- [What this task involves]:
Count the lines in the entries below that contain the string "Query", treating uppercase and lowercase as different. Reply with the number alone.

■ ■ ■ ■

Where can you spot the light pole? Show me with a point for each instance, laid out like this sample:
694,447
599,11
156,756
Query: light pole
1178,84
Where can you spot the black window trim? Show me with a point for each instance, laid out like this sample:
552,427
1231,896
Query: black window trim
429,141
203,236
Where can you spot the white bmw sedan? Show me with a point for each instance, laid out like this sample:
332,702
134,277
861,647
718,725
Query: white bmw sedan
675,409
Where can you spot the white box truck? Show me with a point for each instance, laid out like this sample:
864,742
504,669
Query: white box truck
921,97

■ ■ ■ ■

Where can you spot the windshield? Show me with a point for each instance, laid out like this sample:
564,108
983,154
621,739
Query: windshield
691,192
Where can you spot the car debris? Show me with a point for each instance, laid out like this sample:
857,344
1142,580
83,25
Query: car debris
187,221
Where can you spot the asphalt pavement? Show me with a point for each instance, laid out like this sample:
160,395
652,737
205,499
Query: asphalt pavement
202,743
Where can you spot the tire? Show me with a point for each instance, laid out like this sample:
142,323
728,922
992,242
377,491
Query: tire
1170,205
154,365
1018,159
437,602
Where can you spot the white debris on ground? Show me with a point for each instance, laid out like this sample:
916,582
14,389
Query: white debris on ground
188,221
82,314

■ ■ ■ ■

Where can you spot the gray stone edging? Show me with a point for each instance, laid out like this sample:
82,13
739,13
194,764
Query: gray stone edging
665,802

■ ■ ■ ■

- [The result]:
10